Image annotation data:
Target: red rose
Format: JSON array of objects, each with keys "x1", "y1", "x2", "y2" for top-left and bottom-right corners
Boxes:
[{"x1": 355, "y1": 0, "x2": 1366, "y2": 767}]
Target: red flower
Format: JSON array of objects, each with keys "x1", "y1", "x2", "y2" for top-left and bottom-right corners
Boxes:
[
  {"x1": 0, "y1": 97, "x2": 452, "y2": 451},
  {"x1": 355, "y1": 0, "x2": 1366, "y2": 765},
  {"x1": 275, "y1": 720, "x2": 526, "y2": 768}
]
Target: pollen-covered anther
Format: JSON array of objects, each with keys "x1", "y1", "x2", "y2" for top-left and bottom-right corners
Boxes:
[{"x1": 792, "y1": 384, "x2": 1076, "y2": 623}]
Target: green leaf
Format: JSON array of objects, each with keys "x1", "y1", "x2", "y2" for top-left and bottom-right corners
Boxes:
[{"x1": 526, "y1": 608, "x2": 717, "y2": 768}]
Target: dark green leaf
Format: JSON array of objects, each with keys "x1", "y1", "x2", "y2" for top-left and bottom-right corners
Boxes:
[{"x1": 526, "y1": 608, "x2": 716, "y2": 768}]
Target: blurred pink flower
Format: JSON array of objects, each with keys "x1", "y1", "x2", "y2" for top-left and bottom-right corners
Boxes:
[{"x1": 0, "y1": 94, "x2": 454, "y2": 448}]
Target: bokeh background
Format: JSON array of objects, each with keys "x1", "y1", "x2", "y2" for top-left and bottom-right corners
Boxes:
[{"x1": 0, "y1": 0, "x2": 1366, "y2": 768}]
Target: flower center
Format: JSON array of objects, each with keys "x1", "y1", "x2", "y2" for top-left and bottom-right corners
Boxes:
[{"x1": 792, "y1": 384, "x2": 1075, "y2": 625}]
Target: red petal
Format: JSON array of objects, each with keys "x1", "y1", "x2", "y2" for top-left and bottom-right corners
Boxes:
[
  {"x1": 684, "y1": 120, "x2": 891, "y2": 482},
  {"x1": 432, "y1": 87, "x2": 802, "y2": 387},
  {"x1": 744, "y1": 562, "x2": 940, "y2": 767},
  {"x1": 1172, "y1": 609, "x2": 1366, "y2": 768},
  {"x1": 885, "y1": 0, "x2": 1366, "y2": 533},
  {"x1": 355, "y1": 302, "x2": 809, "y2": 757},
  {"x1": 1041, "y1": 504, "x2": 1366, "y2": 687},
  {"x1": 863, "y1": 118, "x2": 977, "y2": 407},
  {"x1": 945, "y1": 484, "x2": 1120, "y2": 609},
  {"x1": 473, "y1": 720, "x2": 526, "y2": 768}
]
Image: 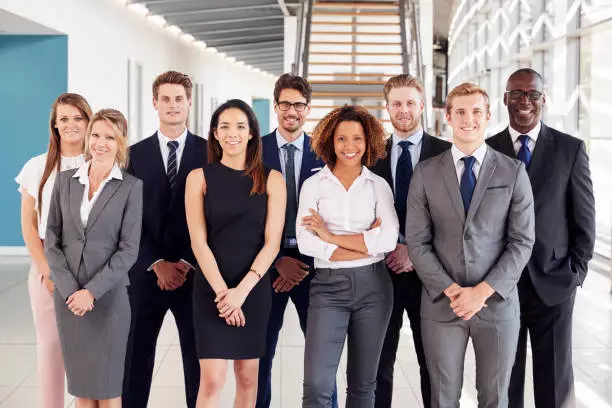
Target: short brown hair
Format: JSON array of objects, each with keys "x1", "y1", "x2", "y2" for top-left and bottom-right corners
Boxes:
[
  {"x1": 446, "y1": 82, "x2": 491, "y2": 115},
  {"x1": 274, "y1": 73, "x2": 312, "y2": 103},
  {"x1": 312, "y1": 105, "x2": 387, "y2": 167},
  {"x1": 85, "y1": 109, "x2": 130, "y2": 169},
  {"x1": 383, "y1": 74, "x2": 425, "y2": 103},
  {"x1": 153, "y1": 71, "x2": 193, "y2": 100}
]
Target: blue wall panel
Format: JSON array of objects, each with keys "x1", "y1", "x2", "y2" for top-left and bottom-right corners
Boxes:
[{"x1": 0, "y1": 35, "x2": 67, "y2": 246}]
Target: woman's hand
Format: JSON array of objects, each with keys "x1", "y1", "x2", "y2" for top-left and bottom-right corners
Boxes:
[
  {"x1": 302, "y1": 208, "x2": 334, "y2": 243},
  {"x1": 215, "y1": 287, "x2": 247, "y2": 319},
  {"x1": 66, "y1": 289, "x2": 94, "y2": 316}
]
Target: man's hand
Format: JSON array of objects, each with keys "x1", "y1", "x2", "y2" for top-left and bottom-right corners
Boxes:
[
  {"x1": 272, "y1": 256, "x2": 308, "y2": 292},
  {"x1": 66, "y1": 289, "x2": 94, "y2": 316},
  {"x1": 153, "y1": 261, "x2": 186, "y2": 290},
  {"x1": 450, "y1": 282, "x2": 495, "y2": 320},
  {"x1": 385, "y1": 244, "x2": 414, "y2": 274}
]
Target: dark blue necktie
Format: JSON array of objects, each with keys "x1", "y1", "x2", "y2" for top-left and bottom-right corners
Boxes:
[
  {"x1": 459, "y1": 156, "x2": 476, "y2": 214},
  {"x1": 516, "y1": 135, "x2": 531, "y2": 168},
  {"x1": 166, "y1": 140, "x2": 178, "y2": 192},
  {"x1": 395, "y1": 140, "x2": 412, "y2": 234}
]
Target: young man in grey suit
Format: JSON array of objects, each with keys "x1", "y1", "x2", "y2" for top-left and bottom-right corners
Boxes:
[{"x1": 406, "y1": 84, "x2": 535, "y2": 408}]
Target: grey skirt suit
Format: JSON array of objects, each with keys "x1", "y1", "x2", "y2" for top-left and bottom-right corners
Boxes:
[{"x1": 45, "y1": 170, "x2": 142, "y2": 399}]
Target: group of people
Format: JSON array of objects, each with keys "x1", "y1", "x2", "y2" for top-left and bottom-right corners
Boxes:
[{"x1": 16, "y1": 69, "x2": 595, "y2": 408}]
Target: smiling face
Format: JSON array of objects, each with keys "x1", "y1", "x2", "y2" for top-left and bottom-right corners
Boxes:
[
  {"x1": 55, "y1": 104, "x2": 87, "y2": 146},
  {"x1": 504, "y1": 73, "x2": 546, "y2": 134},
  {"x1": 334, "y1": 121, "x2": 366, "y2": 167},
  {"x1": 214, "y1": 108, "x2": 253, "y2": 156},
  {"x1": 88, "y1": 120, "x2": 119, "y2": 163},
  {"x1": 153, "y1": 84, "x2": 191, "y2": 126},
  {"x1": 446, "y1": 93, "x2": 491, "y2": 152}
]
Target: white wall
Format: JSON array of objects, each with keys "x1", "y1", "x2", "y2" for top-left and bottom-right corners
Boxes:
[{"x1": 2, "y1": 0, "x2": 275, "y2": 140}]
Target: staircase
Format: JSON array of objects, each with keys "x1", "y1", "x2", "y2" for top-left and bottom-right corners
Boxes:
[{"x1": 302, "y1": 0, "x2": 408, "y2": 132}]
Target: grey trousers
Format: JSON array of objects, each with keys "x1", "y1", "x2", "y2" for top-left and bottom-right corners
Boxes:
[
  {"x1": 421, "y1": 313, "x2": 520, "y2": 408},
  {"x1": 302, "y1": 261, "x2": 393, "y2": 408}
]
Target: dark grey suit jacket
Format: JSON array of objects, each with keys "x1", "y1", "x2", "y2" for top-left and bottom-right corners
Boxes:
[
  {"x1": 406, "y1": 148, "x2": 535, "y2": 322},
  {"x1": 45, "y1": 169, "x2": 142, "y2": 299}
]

- _Exercise instructions_
Reproduce all of the lines above verbatim, omitting the pictures from your answer.

- _Solution to this problem_
Target: red rose
Format: JSON array of objects, each with keys "x1", "y1", "x2", "y2" for top-left and bottom-right corners
Boxes:
[{"x1": 355, "y1": 0, "x2": 1366, "y2": 767}]
Target: red flower
Format: JSON array of objects, each with keys "x1", "y1", "x2", "y2" for top-left and bottom-right corners
Boxes:
[
  {"x1": 0, "y1": 97, "x2": 452, "y2": 451},
  {"x1": 355, "y1": 0, "x2": 1366, "y2": 765},
  {"x1": 275, "y1": 720, "x2": 526, "y2": 768}
]
Target: pollen-covered anther
Format: JSON array of objects, each with keys "x1", "y1", "x2", "y2" for top-left and bottom-right corners
Boxes:
[{"x1": 792, "y1": 384, "x2": 1076, "y2": 623}]
Target: green leaf
Format: JSON array of objects, each with keys "x1", "y1", "x2", "y2" for top-left and bottom-right corners
Boxes:
[{"x1": 526, "y1": 608, "x2": 717, "y2": 768}]
Target: dark green leaf
Format: JSON array of objects, each with keys "x1", "y1", "x2", "y2" for top-left and bottom-right corners
Boxes:
[{"x1": 526, "y1": 608, "x2": 716, "y2": 768}]
Target: blurred pink flower
Format: JSON array of objects, each with keys "x1", "y1", "x2", "y2" for top-left and bottom-right corners
Boxes:
[{"x1": 0, "y1": 94, "x2": 454, "y2": 448}]
Target: bokeh background
Format: JSON array of objects, each with keys "x1", "y1", "x2", "y2" for top-left and bottom-right corners
Boxes:
[{"x1": 0, "y1": 0, "x2": 1366, "y2": 768}]
Target: flower center
Format: JSON array of objects, each with keys "x1", "y1", "x2", "y2" for top-left and bottom-right corners
Boxes:
[{"x1": 792, "y1": 384, "x2": 1075, "y2": 625}]
Target: red petal
Format: JSON array of objects, each with keys "x1", "y1", "x2", "y2" for top-left and bottom-right corners
Boxes:
[
  {"x1": 684, "y1": 120, "x2": 891, "y2": 482},
  {"x1": 432, "y1": 87, "x2": 802, "y2": 387},
  {"x1": 744, "y1": 562, "x2": 940, "y2": 767},
  {"x1": 1172, "y1": 609, "x2": 1366, "y2": 768},
  {"x1": 885, "y1": 0, "x2": 1366, "y2": 533},
  {"x1": 355, "y1": 302, "x2": 809, "y2": 757},
  {"x1": 1041, "y1": 504, "x2": 1366, "y2": 687},
  {"x1": 863, "y1": 118, "x2": 977, "y2": 407},
  {"x1": 945, "y1": 484, "x2": 1120, "y2": 609},
  {"x1": 473, "y1": 720, "x2": 526, "y2": 768}
]
Image: 
Target: short brown hair
Format: JSON array of objects, each with keys "x1", "y1", "x2", "y2" for top-left and bottom-right corners
Boxes:
[
  {"x1": 446, "y1": 82, "x2": 491, "y2": 115},
  {"x1": 274, "y1": 73, "x2": 312, "y2": 103},
  {"x1": 312, "y1": 105, "x2": 387, "y2": 167},
  {"x1": 85, "y1": 109, "x2": 130, "y2": 169},
  {"x1": 383, "y1": 74, "x2": 425, "y2": 103},
  {"x1": 153, "y1": 71, "x2": 193, "y2": 100}
]
Target: blue wall panel
Format: JSON array of objects, each with keys "x1", "y1", "x2", "y2" for top-left and bottom-right corners
Boxes:
[{"x1": 0, "y1": 35, "x2": 67, "y2": 246}]
Target: woman's hand
Format: JSON array of objects, each with keys "x1", "y1", "x2", "y2" for top-left and bottom-right corners
Boxes:
[
  {"x1": 302, "y1": 208, "x2": 334, "y2": 243},
  {"x1": 215, "y1": 287, "x2": 247, "y2": 319},
  {"x1": 66, "y1": 289, "x2": 94, "y2": 316}
]
Target: man's hand
Format: JSON array of objects, each with keys "x1", "y1", "x2", "y2" for top-left and bottom-right corners
Boxes:
[
  {"x1": 272, "y1": 256, "x2": 308, "y2": 292},
  {"x1": 66, "y1": 289, "x2": 94, "y2": 316},
  {"x1": 153, "y1": 261, "x2": 186, "y2": 290},
  {"x1": 450, "y1": 282, "x2": 495, "y2": 320},
  {"x1": 385, "y1": 244, "x2": 414, "y2": 274}
]
Target: dark blue necktie
Format: JSON array of objects, each with keys "x1", "y1", "x2", "y2" for top-left and bottom-right corners
Boxes:
[
  {"x1": 459, "y1": 156, "x2": 476, "y2": 214},
  {"x1": 516, "y1": 135, "x2": 531, "y2": 168},
  {"x1": 166, "y1": 140, "x2": 178, "y2": 192},
  {"x1": 395, "y1": 140, "x2": 412, "y2": 234}
]
Target: young man in grey suit
Format: JSON array of objects, each with keys "x1", "y1", "x2", "y2" for top-left and bottom-right corners
Boxes:
[{"x1": 406, "y1": 84, "x2": 535, "y2": 408}]
Target: grey skirt suit
Format: JSON array of objects, each with keys "x1", "y1", "x2", "y2" for top-left and bottom-right corners
Boxes:
[{"x1": 45, "y1": 170, "x2": 142, "y2": 399}]
Target: group of people
Format: JSON array of objects, each with keys "x1", "y1", "x2", "y2" for top-left and bottom-right corners
Boxes:
[{"x1": 16, "y1": 69, "x2": 595, "y2": 408}]
Target: smiling face
Format: JSON array of objects, each with keys "x1", "y1", "x2", "y2" for top-left and bottom-right corners
Boxes:
[
  {"x1": 55, "y1": 104, "x2": 87, "y2": 146},
  {"x1": 504, "y1": 73, "x2": 546, "y2": 134},
  {"x1": 334, "y1": 121, "x2": 366, "y2": 167},
  {"x1": 214, "y1": 108, "x2": 253, "y2": 156},
  {"x1": 88, "y1": 120, "x2": 119, "y2": 163},
  {"x1": 153, "y1": 84, "x2": 191, "y2": 126},
  {"x1": 446, "y1": 93, "x2": 491, "y2": 152}
]
Target: white wall
Format: JSON array of objects, each with keys "x1", "y1", "x2", "y2" for top-left and bottom-right corners
Boxes:
[{"x1": 2, "y1": 0, "x2": 275, "y2": 140}]
Target: staircase
Format: JSON array of objects, each with keys "x1", "y1", "x2", "y2" for top-left and bottom-right corners
Boxes:
[{"x1": 302, "y1": 0, "x2": 408, "y2": 132}]
Target: grey trousers
Format: JSON array of objects, each with keys "x1", "y1", "x2", "y2" for top-left and bottom-right corners
Boxes:
[
  {"x1": 421, "y1": 313, "x2": 520, "y2": 408},
  {"x1": 302, "y1": 261, "x2": 393, "y2": 408}
]
Target: dark grey suit jacket
Format: JSON array of objects, each with keys "x1", "y1", "x2", "y2" for top-left and bottom-right corners
Boxes:
[
  {"x1": 406, "y1": 148, "x2": 535, "y2": 322},
  {"x1": 45, "y1": 169, "x2": 142, "y2": 299}
]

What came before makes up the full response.